Named-object pointing records:
● ● ● ●

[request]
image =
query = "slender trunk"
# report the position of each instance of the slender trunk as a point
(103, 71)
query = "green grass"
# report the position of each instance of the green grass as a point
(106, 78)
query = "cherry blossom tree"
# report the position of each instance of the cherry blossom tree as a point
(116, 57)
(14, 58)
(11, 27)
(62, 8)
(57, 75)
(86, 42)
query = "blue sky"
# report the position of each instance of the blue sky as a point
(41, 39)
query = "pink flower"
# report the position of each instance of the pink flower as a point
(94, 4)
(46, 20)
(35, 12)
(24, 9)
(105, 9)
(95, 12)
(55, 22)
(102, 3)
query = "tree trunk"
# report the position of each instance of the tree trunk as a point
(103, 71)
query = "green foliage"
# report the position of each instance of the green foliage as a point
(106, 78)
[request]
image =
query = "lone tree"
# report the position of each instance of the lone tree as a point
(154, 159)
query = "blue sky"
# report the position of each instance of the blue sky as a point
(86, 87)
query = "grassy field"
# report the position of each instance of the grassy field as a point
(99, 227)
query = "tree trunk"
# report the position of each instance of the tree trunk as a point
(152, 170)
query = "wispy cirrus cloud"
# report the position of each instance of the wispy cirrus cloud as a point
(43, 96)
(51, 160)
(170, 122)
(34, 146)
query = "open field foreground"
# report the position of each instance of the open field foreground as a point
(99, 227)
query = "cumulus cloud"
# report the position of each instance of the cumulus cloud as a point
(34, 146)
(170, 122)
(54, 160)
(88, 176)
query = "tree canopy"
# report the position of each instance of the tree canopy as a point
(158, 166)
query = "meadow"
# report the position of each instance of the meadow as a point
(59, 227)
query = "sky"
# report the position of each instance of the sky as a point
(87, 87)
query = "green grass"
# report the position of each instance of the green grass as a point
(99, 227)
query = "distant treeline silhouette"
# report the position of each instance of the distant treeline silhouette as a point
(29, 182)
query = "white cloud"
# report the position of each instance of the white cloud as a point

● ● ● ●

▶ [GOAL]
Once more, set down the full listing, verbatim.

▶ [OUTPUT OF THE TASK]
[request]
image =
query = "slender trunk"
# report the position of each instance of the slender trunk as a point
(103, 71)
query = "green grass"
# report the position of each instance of the green grass as a point
(106, 78)
query = "cherry blossom tree"
# report the position of each instance of the cherry blossom tree as a point
(116, 57)
(14, 58)
(11, 27)
(62, 8)
(57, 75)
(86, 42)
query = "blue sky"
# report the position of each instance of the blue sky as a point
(41, 39)
query = "pink flower"
# report the position of each instance of the pink flower as a point
(94, 4)
(46, 20)
(35, 12)
(24, 9)
(105, 9)
(95, 12)
(55, 22)
(102, 3)
query = "tree trunk"
# report the position of each instance of the tree trunk as a point
(103, 71)
query = "green foliage"
# report the position of each instance of the green foliage as a point
(106, 78)
[request]
image =
query = "lone tree"
# report the position of each instance of the lone tree as a point
(154, 159)
query = "blue sky"
# report the position of each instance of the blue sky as a point
(86, 87)
query = "grassy field"
# report the position of each instance of the grassy field as a point
(99, 227)
query = "tree trunk"
# report the position of each instance of the tree trunk as a point
(152, 170)
query = "wispy cirrus cloud"
# report the position of each instance of the wispy cirrus cloud as a point
(43, 96)
(51, 160)
(170, 122)
(34, 146)
query = "open field foreground"
# report the position of each instance of the open field foreground as a point
(99, 227)
query = "cumulus cloud"
# report the position of each instance of the cumulus cloud as a point
(34, 146)
(170, 122)
(54, 160)
(88, 176)
query = "tree canopy"
# report the position of each instance of the tree canopy as a point
(158, 166)
query = "meadow"
# report the position of each instance of the meadow as a point
(59, 227)
query = "sky"
# report the position of each instance of the sky as a point
(87, 87)
query = "green grass"
# report the position of each instance of the green grass as a point
(99, 227)
query = "distant treeline silhouette"
# report the position of each instance of the distant treeline silhouette as a point
(29, 182)
query = "white cloud"
# report the position of each instance of the white cloud as a point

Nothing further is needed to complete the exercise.